CHALLENGE: Every line from the line containing "Question. The photograph above contains instances of the girl" through the final line below is to be repeated exactly; no other line is.

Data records

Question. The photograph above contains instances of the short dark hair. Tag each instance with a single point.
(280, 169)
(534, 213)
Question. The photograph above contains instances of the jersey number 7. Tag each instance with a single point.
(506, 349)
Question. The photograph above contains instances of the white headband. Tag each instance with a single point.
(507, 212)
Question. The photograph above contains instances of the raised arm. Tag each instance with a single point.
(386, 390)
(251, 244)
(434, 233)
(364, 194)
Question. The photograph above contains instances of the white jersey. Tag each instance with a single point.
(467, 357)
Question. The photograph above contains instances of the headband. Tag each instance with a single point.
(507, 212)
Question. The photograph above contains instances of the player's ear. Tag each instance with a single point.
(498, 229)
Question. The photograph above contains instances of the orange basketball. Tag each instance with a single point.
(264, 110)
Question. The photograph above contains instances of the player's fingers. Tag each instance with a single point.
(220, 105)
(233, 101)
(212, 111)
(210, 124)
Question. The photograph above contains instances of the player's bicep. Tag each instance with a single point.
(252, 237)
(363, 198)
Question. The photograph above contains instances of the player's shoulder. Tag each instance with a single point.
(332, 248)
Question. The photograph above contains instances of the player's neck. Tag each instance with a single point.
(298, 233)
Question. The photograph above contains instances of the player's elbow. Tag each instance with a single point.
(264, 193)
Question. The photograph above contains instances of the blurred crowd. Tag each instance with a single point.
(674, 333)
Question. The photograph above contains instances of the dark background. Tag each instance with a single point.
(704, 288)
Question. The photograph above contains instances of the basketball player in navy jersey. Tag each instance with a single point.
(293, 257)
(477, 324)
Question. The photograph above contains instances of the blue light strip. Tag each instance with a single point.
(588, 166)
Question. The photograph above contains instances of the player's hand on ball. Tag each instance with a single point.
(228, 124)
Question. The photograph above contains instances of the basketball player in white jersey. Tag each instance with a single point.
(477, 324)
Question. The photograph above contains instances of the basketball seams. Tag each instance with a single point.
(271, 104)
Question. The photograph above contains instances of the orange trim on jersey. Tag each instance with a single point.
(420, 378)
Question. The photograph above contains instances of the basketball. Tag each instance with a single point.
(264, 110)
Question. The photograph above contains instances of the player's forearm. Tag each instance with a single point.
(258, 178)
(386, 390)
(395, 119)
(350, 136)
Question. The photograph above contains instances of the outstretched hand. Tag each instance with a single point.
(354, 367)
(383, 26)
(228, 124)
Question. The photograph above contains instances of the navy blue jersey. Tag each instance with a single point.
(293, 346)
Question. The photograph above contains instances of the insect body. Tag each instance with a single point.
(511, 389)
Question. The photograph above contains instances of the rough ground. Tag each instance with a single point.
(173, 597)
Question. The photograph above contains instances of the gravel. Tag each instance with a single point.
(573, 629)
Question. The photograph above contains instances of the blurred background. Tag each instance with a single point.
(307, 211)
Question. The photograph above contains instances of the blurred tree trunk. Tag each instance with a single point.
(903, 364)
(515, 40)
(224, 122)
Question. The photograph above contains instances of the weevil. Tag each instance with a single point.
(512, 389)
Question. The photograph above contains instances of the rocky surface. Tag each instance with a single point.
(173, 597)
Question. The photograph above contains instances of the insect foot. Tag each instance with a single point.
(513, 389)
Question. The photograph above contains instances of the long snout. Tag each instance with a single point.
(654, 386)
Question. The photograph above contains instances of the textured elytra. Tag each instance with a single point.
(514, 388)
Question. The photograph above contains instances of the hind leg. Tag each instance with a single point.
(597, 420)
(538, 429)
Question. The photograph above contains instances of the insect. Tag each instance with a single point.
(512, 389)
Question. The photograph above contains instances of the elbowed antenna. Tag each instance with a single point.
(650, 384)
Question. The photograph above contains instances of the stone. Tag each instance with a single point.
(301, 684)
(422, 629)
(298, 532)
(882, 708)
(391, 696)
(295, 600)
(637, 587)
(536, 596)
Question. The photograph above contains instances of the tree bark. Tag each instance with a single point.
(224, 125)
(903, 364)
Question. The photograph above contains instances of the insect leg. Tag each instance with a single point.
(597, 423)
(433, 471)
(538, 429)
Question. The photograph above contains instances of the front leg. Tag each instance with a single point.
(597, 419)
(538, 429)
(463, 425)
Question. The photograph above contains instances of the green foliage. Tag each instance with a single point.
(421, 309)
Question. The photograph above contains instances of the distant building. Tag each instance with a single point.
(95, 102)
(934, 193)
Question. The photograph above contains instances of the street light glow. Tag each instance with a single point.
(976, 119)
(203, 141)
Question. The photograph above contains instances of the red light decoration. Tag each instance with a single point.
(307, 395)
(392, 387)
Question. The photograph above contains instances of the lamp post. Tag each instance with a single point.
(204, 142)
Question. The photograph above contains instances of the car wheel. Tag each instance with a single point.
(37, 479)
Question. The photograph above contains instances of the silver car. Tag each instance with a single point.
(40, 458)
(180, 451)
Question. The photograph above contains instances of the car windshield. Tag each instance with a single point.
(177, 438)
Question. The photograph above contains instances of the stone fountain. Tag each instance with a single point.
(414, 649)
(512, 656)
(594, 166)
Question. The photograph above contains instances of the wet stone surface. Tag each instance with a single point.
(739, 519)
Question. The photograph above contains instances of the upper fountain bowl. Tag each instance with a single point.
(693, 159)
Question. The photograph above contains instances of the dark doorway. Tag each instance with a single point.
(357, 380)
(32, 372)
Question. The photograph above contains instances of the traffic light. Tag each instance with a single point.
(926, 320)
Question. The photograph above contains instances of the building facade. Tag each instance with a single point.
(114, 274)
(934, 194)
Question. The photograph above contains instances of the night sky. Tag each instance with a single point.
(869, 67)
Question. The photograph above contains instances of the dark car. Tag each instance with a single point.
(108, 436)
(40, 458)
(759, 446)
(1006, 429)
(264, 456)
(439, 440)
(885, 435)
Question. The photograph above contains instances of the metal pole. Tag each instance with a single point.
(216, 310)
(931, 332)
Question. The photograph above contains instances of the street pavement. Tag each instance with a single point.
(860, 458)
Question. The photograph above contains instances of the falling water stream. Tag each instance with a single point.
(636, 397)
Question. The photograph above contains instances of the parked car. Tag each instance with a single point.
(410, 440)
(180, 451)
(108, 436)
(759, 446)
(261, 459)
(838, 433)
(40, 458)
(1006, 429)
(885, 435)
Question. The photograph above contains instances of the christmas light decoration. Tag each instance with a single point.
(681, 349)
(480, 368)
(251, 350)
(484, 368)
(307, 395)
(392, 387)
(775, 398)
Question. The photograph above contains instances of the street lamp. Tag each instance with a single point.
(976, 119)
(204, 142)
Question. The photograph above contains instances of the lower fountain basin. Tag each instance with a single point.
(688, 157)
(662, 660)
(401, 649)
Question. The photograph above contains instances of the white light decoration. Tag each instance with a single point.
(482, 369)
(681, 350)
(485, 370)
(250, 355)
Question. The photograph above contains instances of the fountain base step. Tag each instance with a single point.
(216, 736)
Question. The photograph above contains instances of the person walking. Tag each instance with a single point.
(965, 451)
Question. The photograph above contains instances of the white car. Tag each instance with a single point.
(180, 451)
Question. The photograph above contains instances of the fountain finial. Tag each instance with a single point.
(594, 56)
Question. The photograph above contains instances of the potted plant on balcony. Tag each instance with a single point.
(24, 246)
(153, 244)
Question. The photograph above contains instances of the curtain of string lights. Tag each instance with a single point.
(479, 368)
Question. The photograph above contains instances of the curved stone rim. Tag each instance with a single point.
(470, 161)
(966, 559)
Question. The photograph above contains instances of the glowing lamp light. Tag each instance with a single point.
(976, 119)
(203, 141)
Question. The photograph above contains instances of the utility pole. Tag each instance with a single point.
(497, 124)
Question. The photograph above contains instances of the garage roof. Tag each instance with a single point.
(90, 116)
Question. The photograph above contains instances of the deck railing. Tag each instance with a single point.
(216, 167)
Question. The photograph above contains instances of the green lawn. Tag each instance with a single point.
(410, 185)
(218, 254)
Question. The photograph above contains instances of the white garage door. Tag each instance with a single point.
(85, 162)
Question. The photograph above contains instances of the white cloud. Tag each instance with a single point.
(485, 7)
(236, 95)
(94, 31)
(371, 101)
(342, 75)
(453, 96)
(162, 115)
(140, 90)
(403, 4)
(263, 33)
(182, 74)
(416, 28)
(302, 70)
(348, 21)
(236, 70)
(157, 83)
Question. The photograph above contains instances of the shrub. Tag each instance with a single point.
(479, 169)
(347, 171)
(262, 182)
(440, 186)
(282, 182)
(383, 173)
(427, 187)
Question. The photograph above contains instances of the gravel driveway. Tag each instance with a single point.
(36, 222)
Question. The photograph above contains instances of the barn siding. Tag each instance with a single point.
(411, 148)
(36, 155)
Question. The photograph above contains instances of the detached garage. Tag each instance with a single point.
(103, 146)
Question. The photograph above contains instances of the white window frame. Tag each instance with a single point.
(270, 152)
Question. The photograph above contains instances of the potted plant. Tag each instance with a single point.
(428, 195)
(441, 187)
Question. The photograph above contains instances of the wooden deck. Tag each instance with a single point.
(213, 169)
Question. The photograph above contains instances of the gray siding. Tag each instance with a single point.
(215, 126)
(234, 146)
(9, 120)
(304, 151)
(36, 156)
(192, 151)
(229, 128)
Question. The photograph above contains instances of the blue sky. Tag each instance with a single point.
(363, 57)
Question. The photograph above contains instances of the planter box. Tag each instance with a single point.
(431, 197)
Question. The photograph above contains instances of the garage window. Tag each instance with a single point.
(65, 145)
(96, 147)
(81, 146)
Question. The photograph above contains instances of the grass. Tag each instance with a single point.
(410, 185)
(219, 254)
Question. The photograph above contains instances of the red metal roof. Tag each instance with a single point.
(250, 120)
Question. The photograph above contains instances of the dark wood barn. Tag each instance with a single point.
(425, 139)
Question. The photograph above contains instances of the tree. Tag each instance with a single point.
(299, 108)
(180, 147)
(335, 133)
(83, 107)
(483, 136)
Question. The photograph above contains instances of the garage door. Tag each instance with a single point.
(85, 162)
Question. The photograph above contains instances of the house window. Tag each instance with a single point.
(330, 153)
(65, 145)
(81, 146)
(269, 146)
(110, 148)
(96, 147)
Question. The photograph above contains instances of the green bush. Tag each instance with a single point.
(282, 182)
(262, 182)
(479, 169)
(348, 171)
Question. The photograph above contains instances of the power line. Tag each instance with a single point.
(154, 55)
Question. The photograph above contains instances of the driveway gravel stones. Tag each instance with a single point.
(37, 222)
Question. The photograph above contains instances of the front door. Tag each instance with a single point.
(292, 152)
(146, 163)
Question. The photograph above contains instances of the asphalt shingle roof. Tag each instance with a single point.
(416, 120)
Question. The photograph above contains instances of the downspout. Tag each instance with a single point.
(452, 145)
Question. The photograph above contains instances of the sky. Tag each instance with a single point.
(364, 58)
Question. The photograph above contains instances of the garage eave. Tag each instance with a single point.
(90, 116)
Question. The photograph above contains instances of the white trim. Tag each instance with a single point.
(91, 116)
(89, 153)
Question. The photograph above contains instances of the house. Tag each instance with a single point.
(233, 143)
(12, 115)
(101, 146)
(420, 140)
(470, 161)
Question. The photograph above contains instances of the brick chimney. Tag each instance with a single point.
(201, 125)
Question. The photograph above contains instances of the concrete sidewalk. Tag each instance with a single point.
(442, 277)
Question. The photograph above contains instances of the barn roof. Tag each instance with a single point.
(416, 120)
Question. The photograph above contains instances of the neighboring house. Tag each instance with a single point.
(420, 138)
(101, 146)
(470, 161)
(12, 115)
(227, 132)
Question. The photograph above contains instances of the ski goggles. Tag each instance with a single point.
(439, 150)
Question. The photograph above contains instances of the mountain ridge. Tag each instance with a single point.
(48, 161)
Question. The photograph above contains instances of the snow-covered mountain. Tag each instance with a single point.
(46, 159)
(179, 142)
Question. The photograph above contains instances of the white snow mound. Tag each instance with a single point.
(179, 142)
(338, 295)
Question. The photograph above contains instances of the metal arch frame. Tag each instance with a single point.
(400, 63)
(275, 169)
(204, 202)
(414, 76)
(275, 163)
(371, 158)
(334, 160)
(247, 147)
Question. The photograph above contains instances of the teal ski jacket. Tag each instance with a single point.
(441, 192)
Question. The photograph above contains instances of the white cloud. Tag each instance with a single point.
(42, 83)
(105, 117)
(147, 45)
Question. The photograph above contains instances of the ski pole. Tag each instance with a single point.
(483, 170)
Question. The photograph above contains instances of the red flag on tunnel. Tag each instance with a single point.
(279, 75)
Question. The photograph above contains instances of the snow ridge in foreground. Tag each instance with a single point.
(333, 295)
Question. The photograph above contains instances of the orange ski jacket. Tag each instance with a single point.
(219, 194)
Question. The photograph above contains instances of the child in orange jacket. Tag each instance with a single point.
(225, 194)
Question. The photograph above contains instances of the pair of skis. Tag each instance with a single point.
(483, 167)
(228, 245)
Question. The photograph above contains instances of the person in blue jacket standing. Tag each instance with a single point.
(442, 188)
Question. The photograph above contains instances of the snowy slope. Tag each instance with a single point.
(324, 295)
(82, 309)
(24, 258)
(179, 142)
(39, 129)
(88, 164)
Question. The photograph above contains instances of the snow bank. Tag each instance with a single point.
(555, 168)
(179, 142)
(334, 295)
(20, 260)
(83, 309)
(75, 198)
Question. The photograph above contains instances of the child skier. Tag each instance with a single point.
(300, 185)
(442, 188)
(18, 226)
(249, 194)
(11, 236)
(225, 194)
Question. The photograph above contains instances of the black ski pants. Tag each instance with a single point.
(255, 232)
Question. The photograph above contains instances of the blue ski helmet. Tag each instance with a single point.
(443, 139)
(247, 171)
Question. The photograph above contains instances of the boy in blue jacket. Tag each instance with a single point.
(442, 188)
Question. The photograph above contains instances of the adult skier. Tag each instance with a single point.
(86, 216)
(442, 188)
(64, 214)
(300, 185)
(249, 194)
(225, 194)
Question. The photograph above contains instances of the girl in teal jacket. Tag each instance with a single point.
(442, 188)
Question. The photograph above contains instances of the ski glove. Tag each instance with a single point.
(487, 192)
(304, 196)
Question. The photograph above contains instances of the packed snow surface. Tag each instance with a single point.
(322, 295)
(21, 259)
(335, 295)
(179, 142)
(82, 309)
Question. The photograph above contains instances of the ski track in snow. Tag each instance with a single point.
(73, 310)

SOLUTION:
Question. The photograph above contains instances of the girl in teal jacket. Tag each instance with a single point.
(442, 188)
Question. The photograph above contains instances of the ski glove. Tag each instance with a single point.
(487, 192)
(304, 196)
Question. The photograph above contains instances of the packed snow surface. Tag each instance with a single point.
(322, 295)
(21, 259)
(335, 295)
(179, 142)
(82, 309)
Question. The photograph above contains instances of the ski track in snow. Tag each instance with a single point.
(73, 310)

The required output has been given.